How to complete this task:
Only the records, repeated exactly, should make up the response.

Extracted information:
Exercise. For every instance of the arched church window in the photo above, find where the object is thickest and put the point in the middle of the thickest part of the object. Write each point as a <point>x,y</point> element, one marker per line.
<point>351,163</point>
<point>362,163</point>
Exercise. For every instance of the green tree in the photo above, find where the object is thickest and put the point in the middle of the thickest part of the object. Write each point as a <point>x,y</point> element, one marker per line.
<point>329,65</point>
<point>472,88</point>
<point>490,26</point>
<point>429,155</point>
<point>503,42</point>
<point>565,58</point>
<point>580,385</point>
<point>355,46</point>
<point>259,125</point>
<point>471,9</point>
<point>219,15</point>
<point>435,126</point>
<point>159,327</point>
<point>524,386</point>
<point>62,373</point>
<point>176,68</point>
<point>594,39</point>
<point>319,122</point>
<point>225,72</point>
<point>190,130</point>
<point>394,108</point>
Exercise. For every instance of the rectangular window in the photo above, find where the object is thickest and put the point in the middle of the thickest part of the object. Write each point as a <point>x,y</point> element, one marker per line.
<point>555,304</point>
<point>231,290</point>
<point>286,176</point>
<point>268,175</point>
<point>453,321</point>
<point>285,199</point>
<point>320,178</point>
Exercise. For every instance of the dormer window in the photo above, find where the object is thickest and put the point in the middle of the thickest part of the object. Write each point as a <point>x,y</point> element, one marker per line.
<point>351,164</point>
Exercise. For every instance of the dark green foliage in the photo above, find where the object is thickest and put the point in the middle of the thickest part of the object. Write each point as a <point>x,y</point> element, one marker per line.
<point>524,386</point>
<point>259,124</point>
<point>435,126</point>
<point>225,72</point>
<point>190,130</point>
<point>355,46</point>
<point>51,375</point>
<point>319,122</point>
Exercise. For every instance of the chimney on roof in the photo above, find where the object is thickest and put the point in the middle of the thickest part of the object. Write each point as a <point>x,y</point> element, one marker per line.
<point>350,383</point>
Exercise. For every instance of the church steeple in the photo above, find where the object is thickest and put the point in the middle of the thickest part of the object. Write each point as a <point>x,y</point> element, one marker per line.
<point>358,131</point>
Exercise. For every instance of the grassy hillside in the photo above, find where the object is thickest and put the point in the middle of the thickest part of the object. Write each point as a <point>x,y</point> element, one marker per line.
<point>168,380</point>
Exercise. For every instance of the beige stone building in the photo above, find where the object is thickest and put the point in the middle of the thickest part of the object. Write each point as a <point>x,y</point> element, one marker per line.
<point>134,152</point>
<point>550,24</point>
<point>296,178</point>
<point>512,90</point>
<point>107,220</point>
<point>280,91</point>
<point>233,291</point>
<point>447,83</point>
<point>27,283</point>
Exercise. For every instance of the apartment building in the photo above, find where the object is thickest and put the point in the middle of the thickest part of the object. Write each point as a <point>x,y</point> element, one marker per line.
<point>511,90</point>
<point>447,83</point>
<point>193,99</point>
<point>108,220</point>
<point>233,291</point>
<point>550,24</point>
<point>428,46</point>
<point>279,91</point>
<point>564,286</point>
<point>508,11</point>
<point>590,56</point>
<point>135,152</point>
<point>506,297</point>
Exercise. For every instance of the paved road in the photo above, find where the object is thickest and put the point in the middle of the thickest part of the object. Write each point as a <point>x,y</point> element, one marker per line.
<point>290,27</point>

Worked solution:
Exercise. For every instance of the arched church window in the photo above, find where the object is thickest and put the point in the middle of the thickest part of the object. Write each point as a <point>x,y</point> element, one marker per line.
<point>351,163</point>
<point>362,163</point>
Exercise. For every instance of the green tree in the photo above, find where the object is thickest and put the point in the middle of the thickest part of the object. Write each point as a <point>x,y</point> element, one marker per line.
<point>329,65</point>
<point>472,88</point>
<point>490,26</point>
<point>429,155</point>
<point>503,42</point>
<point>565,58</point>
<point>580,385</point>
<point>355,46</point>
<point>259,125</point>
<point>471,9</point>
<point>219,15</point>
<point>435,126</point>
<point>159,327</point>
<point>524,386</point>
<point>62,373</point>
<point>176,68</point>
<point>594,39</point>
<point>319,122</point>
<point>225,72</point>
<point>190,130</point>
<point>394,108</point>
Exercise. For every instance of the rectangular window in the photo above, find where the object is thickest and put the point in the middle of the thickest part of the object. Write each point as a <point>x,y</point> element, one marker per line.
<point>555,304</point>
<point>231,290</point>
<point>286,176</point>
<point>268,175</point>
<point>453,321</point>
<point>285,199</point>
<point>320,178</point>
Exercise. For every instance of the dormer window in the photo above, find where the object is thickest and put the point in the middle of the thickest part of the object. Write each point as a <point>x,y</point> element, one marker per line.
<point>351,164</point>
Exercise. For every instance of the dark green foliage in the photo above, find where the object is thickest and put the point in the middle of the thickest part of the object. Write each point as a <point>x,y</point> element, one marker per line.
<point>524,386</point>
<point>259,124</point>
<point>435,126</point>
<point>225,72</point>
<point>190,130</point>
<point>355,46</point>
<point>51,375</point>
<point>319,122</point>
Exercise. For every instance of the chimney on roof in the photo above, find where the object is thickest and put the point in the middle of the thickest part of the object. Write each point as a <point>x,y</point> element, one marker per line.
<point>350,383</point>
Exercise. For every instance of the church steeple in the photo above, find where the object is thickest and put the point in the middle of the thickest part of the object. Write each point as a <point>x,y</point> element, one marker per line.
<point>358,131</point>
Exercise. For every instance of the grassy hillside in the photo above, find where the object is thickest and put the point in the middle of the thickest part of the object. Write each point as a <point>x,y</point> element, one marker per line.
<point>168,380</point>
Exercise. For every instance of the beige stone building in the photo above, find where the object is thickest and put the point in the middle of the thickest part of the object. Write each point as a <point>x,y</point> element, one marker per line.
<point>134,152</point>
<point>550,24</point>
<point>296,178</point>
<point>512,90</point>
<point>107,220</point>
<point>280,91</point>
<point>233,291</point>
<point>447,83</point>
<point>27,283</point>
Exercise. For every instance of the apartment building in the photo above, find where the object is thickest and put the point in the middle of the thickest part of the object. Write each point as a <point>x,y</point> element, one marker per line.
<point>511,90</point>
<point>447,83</point>
<point>193,99</point>
<point>108,220</point>
<point>233,291</point>
<point>550,24</point>
<point>428,46</point>
<point>279,91</point>
<point>564,286</point>
<point>508,11</point>
<point>590,56</point>
<point>135,152</point>
<point>506,297</point>
Exercise. For every instance of the paved road in the photo above, find where the object is thickest and put the point in the middle of the thickest part of the object. Write each point as a <point>x,y</point> element, one marker per line.
<point>290,27</point>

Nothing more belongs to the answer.